Problem to work on:
Give back exactly the stretch of data below from the line holding "Target: washer control panel" through the line holding "Report one point per instance of the textured", both ends included, and leave the remaining lines out.

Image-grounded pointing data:
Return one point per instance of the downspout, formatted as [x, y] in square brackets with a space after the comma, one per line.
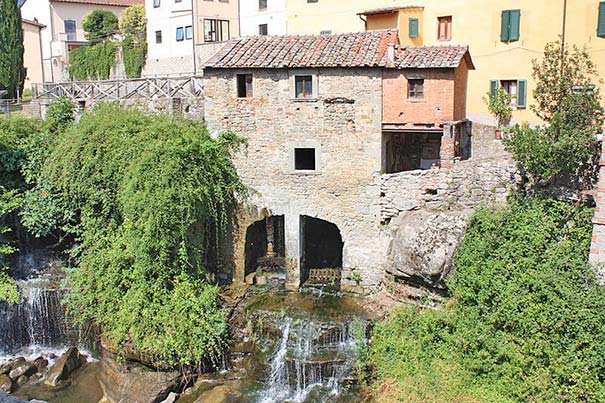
[193, 28]
[365, 22]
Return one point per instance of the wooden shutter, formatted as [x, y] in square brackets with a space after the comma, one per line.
[414, 27]
[522, 94]
[515, 25]
[505, 27]
[493, 87]
[601, 23]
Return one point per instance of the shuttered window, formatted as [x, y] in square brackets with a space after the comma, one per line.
[511, 25]
[414, 27]
[601, 23]
[517, 89]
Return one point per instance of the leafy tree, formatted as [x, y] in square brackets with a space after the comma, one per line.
[12, 72]
[565, 151]
[133, 25]
[149, 196]
[100, 25]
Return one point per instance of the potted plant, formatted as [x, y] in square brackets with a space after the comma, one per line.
[498, 105]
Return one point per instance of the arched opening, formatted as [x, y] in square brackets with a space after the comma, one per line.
[265, 250]
[321, 250]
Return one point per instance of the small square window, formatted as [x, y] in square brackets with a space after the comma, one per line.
[444, 28]
[244, 85]
[304, 159]
[303, 87]
[416, 88]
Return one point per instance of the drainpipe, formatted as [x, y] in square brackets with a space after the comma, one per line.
[365, 22]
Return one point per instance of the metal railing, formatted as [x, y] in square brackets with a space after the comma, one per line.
[121, 89]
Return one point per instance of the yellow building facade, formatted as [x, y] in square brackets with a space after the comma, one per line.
[500, 57]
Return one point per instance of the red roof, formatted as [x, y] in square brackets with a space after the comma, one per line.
[432, 57]
[118, 3]
[361, 49]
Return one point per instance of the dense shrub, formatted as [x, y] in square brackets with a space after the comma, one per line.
[149, 197]
[524, 324]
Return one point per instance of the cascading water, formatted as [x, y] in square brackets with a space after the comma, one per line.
[312, 362]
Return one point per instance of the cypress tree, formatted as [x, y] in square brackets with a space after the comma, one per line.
[12, 72]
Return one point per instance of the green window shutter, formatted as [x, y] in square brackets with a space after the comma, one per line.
[515, 25]
[522, 94]
[493, 87]
[505, 28]
[601, 23]
[414, 27]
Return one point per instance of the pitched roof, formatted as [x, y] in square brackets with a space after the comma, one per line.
[387, 10]
[118, 3]
[361, 49]
[432, 57]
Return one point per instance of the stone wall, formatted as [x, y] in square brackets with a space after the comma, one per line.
[343, 123]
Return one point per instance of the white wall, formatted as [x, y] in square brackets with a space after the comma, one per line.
[274, 16]
[167, 18]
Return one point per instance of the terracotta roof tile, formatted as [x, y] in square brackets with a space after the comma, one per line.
[119, 3]
[432, 57]
[361, 49]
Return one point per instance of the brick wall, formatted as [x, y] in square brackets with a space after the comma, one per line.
[438, 102]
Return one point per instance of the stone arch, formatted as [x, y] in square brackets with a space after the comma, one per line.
[321, 246]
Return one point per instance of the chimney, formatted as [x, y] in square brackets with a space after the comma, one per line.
[391, 52]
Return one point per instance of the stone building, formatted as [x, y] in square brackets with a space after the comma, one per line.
[330, 121]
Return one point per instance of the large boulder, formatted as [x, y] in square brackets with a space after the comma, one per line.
[68, 363]
[135, 383]
[423, 246]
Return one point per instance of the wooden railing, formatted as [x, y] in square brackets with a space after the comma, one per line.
[137, 88]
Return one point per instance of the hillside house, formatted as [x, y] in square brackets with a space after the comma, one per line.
[324, 117]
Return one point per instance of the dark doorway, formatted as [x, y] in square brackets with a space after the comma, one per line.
[258, 237]
[321, 246]
[410, 151]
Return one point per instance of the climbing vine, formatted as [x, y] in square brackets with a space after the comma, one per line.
[150, 196]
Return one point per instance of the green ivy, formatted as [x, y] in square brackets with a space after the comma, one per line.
[151, 196]
[93, 62]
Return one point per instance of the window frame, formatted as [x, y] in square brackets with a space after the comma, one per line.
[248, 88]
[447, 22]
[180, 30]
[415, 93]
[215, 34]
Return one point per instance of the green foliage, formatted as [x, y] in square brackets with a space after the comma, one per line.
[60, 114]
[13, 133]
[525, 322]
[100, 25]
[135, 54]
[499, 106]
[9, 202]
[566, 150]
[152, 196]
[93, 62]
[133, 21]
[12, 72]
[133, 26]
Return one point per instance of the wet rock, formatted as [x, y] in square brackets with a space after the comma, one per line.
[22, 369]
[6, 384]
[69, 362]
[41, 363]
[134, 383]
[423, 246]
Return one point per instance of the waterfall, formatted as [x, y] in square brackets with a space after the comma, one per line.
[37, 320]
[310, 363]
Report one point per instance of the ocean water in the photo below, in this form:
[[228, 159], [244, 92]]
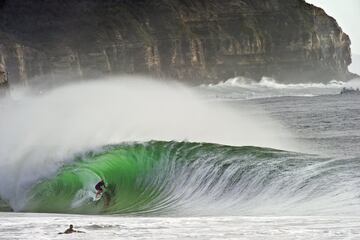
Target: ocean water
[[237, 160]]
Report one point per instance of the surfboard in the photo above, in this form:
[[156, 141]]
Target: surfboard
[[97, 197]]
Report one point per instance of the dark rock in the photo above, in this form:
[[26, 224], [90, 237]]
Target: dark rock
[[197, 41]]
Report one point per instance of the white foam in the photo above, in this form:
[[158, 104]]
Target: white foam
[[38, 134]]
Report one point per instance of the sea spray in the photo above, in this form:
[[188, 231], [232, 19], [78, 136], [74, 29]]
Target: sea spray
[[39, 134]]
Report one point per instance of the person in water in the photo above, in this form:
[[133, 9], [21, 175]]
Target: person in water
[[100, 187], [71, 230]]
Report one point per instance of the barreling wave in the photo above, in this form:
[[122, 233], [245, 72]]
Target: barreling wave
[[183, 178]]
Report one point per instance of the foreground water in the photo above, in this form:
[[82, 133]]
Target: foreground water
[[46, 226], [211, 191]]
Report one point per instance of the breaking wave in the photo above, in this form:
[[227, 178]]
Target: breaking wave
[[244, 88], [182, 178]]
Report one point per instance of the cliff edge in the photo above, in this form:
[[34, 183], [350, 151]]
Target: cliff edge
[[194, 41]]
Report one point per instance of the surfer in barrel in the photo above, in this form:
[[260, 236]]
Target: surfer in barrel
[[100, 187], [71, 230]]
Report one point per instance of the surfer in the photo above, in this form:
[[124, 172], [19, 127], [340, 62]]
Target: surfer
[[100, 187], [71, 230]]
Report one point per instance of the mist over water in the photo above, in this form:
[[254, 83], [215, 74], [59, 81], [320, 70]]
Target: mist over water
[[40, 133]]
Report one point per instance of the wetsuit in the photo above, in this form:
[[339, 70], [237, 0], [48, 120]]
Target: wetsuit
[[99, 186]]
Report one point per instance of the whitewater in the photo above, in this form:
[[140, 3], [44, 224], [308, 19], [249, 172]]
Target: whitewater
[[236, 160]]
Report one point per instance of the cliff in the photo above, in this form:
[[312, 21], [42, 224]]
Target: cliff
[[197, 41]]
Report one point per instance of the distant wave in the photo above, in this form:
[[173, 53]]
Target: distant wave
[[244, 88]]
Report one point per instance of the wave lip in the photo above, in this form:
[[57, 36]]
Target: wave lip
[[183, 178]]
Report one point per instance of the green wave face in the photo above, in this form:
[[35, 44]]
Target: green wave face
[[168, 177]]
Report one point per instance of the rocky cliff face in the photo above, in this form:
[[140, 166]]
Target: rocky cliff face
[[197, 41]]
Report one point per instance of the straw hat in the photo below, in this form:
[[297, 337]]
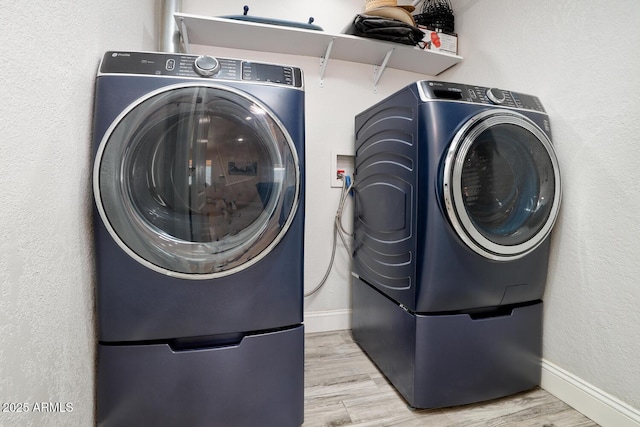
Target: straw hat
[[390, 9]]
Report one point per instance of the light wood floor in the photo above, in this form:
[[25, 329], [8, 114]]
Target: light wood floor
[[344, 388]]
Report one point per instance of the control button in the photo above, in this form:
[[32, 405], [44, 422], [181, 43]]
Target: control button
[[206, 65], [495, 95]]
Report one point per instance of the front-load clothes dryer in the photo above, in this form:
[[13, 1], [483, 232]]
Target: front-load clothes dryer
[[199, 194], [457, 189]]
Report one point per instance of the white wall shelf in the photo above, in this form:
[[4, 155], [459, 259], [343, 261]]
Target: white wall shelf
[[235, 34]]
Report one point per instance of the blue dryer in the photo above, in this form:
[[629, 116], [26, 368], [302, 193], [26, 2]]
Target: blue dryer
[[457, 191], [199, 225]]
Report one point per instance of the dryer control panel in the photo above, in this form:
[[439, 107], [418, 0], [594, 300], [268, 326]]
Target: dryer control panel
[[195, 66], [478, 94]]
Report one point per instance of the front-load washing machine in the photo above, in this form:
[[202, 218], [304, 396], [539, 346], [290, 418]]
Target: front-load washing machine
[[199, 194], [457, 191]]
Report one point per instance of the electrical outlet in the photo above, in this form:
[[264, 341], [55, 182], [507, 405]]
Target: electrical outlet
[[340, 162]]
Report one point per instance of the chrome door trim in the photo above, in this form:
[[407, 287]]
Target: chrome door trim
[[193, 276], [453, 197]]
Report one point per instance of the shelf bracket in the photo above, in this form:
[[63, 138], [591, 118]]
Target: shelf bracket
[[379, 69], [185, 35], [325, 60]]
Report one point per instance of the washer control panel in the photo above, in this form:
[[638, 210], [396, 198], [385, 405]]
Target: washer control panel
[[479, 95], [203, 66]]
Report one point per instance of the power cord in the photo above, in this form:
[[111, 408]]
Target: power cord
[[338, 230]]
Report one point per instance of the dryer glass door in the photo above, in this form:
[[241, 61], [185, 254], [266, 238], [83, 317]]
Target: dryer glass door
[[501, 185], [197, 181]]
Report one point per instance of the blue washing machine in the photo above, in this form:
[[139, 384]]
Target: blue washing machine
[[457, 191], [199, 225]]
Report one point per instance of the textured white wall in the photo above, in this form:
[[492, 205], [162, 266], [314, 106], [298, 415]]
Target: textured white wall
[[50, 52], [582, 60]]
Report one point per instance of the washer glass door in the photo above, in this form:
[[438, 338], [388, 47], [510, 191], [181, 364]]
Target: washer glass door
[[197, 181], [501, 185]]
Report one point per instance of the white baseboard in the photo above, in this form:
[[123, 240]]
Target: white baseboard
[[325, 321], [599, 406], [596, 404]]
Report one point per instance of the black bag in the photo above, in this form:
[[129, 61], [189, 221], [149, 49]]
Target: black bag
[[392, 30]]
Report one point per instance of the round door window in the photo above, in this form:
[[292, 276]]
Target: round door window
[[197, 181], [501, 185]]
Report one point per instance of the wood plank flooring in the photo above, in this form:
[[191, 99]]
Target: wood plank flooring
[[344, 388]]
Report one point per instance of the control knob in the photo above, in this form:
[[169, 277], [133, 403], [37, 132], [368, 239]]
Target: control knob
[[496, 96], [206, 65]]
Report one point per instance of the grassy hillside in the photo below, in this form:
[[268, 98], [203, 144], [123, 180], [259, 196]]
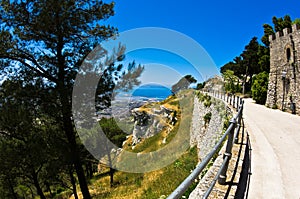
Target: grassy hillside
[[159, 183]]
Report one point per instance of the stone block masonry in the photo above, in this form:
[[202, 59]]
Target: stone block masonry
[[284, 77]]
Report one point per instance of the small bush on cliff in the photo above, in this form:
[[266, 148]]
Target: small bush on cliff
[[207, 118], [260, 87]]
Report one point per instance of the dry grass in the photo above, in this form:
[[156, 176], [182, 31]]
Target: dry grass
[[157, 183]]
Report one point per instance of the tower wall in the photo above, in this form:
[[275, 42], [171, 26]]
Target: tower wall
[[284, 58]]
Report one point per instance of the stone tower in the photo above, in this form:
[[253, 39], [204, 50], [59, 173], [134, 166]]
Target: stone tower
[[284, 78]]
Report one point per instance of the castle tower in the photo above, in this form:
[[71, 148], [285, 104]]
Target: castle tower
[[284, 77]]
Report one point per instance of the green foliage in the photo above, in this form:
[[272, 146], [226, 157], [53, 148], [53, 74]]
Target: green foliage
[[207, 117], [43, 44], [231, 82], [260, 87], [206, 99], [297, 21], [200, 85]]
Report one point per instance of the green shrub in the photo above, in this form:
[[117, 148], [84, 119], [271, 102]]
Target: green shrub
[[207, 117], [260, 87]]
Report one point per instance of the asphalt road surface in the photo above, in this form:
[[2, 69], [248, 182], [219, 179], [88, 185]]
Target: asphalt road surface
[[275, 162]]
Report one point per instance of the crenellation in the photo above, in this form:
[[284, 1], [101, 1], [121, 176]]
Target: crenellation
[[278, 34], [284, 77], [286, 31]]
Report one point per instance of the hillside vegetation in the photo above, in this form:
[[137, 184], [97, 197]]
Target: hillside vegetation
[[154, 184]]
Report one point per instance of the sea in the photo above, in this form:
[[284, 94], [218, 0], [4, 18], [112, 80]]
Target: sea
[[151, 91]]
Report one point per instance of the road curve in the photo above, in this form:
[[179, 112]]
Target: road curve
[[275, 162]]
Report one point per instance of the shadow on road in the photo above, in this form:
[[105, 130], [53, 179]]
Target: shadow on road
[[245, 175]]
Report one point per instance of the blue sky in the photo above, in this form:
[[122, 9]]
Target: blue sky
[[222, 28]]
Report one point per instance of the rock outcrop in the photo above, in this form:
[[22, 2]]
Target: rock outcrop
[[149, 123]]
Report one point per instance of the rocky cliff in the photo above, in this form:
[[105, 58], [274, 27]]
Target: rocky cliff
[[151, 121]]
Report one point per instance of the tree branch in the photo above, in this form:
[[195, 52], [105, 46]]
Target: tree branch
[[38, 70]]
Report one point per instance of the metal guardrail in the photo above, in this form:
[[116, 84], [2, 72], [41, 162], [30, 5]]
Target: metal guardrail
[[232, 133]]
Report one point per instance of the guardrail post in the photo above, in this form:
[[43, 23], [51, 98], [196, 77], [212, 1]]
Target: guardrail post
[[222, 177], [233, 103], [241, 107]]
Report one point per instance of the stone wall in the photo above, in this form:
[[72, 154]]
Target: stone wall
[[284, 78], [203, 135]]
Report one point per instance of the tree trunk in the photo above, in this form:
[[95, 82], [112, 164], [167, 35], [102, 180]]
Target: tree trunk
[[73, 182], [37, 186], [66, 106], [71, 136], [111, 174], [12, 190]]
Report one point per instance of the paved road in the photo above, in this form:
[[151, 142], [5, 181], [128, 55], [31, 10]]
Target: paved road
[[275, 140]]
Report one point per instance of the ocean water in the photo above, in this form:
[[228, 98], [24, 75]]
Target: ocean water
[[154, 91]]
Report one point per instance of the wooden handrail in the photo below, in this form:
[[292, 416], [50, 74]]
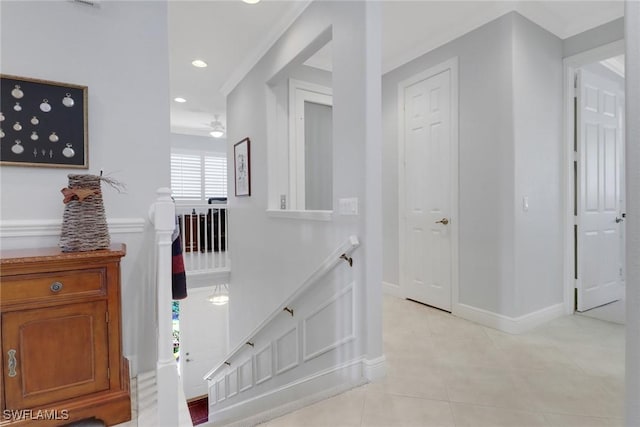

Reply:
Target: washer control panel
[[479, 95], [203, 66]]
Report one point per instance of the power cord in the photo above, in this form:
[[111, 408]]
Target: power cord
[[338, 230]]
Report one point per instance of the dryer glass door in the photo above, in this form:
[[241, 61], [185, 254], [266, 238], [83, 317]]
Target: dryer glass door
[[501, 185], [197, 181]]
Report one point per instance of the blue washing machine in the photo above, in this form:
[[139, 384]]
Target: blue washing machine
[[457, 191], [199, 225]]
Report one point per instance of the textured white wall in the photo above, in this form:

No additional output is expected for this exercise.